++++ Information

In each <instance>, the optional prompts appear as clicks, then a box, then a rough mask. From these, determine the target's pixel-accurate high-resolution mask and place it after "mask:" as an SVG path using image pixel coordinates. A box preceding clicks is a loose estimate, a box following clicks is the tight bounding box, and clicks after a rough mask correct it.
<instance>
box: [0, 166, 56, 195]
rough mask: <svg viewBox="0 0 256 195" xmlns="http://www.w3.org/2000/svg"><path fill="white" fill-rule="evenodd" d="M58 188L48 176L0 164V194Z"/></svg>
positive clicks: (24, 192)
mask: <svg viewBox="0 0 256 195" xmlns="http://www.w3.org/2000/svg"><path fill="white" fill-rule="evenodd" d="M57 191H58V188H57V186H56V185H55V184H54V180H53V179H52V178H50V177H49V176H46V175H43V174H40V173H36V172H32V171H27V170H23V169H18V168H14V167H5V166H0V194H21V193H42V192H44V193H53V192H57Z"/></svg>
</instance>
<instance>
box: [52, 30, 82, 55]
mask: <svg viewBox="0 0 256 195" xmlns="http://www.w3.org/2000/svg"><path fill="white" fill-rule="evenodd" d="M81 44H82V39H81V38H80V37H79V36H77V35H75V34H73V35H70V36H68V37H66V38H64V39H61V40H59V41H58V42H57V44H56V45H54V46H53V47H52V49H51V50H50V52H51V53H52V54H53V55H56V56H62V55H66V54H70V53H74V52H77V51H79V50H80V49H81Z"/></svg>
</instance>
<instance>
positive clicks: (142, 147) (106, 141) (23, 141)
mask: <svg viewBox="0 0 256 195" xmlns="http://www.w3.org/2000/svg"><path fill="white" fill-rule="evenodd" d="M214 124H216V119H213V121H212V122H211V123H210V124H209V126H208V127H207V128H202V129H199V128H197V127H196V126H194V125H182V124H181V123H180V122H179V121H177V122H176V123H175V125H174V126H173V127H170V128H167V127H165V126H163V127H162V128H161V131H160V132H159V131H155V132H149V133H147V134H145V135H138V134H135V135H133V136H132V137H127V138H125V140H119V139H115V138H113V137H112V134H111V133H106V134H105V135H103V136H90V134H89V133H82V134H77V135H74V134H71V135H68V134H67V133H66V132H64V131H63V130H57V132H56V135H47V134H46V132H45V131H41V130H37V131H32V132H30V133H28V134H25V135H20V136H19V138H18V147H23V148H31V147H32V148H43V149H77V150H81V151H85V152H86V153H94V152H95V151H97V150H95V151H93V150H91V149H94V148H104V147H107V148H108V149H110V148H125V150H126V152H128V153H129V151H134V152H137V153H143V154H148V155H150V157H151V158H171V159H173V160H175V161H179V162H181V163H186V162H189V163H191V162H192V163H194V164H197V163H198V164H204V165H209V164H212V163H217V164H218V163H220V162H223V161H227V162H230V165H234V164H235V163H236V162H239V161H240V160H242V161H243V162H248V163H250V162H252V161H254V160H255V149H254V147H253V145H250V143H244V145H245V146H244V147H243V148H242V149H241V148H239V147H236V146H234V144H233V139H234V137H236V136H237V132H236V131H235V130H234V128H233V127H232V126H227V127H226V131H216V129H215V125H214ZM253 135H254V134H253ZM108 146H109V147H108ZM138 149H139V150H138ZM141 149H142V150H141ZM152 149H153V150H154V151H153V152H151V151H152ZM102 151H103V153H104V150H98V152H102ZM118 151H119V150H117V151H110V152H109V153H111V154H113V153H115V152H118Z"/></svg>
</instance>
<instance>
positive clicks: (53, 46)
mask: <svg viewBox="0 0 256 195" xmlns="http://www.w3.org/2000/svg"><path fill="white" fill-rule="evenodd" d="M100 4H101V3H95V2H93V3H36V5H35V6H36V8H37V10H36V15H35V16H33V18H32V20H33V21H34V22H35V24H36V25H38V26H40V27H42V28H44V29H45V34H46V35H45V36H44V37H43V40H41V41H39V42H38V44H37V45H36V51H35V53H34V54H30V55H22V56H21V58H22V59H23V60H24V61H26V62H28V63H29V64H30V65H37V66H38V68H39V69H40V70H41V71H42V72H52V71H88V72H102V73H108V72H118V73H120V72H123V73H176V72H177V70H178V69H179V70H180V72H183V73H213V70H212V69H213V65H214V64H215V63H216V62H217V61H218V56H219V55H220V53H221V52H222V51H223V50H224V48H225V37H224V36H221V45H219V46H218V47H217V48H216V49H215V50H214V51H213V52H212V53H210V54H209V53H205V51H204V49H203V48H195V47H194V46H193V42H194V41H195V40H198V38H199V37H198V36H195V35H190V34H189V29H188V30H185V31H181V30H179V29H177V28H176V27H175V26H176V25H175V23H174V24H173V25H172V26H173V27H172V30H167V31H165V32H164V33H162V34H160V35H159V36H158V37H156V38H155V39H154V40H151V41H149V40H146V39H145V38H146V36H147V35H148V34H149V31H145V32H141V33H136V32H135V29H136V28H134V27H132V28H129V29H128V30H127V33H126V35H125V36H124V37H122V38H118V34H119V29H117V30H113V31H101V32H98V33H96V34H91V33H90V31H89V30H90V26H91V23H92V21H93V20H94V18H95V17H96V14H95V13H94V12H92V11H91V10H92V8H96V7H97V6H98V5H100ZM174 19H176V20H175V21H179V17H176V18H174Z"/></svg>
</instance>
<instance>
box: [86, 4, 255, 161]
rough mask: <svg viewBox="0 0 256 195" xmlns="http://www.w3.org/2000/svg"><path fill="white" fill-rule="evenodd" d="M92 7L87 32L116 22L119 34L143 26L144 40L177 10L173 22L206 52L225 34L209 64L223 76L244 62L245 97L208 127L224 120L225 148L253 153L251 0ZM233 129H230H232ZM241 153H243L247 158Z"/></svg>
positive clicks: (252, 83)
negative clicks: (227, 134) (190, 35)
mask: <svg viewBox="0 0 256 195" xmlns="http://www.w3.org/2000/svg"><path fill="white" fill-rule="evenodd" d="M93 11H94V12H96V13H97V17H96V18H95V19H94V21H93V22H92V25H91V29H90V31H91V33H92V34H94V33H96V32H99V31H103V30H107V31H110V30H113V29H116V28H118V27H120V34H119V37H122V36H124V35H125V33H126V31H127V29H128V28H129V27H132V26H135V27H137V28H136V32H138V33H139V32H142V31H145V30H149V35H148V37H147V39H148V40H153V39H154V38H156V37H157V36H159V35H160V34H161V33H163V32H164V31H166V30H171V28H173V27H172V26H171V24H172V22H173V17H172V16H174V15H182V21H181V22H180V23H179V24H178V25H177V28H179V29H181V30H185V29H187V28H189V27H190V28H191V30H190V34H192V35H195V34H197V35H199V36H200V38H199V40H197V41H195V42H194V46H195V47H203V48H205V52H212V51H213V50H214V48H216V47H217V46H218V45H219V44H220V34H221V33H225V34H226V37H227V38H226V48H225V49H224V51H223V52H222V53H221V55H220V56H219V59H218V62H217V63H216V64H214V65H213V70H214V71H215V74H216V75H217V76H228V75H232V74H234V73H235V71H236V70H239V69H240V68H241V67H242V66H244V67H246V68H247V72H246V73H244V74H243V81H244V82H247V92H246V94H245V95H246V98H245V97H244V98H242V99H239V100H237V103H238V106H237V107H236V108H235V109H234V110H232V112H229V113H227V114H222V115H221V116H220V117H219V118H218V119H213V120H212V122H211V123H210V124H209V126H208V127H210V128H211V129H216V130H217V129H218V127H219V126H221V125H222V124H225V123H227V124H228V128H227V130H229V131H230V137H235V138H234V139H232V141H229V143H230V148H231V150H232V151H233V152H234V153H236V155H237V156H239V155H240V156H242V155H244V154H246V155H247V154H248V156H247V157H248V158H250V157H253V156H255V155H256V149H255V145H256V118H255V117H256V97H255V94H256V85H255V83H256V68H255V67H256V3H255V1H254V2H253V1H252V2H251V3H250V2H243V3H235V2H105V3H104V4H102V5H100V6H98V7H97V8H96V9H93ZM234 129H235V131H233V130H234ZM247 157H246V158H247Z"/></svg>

++++++++

Activity
Restate word for word only the lines above from the line containing "box: [86, 4, 255, 161]" to the line containing "positive clicks: (252, 83)", both of them included.

Result for this exercise
box: [86, 4, 255, 161]
rough mask: <svg viewBox="0 0 256 195" xmlns="http://www.w3.org/2000/svg"><path fill="white" fill-rule="evenodd" d="M92 7L87 32L116 22L119 34L143 26L144 40L177 10L173 22L206 52L225 34L209 64L223 76L244 62L245 97L208 127L224 120L225 148L253 153L251 0ZM233 129H230H232ZM241 153H243L247 158Z"/></svg>
positive clicks: (252, 83)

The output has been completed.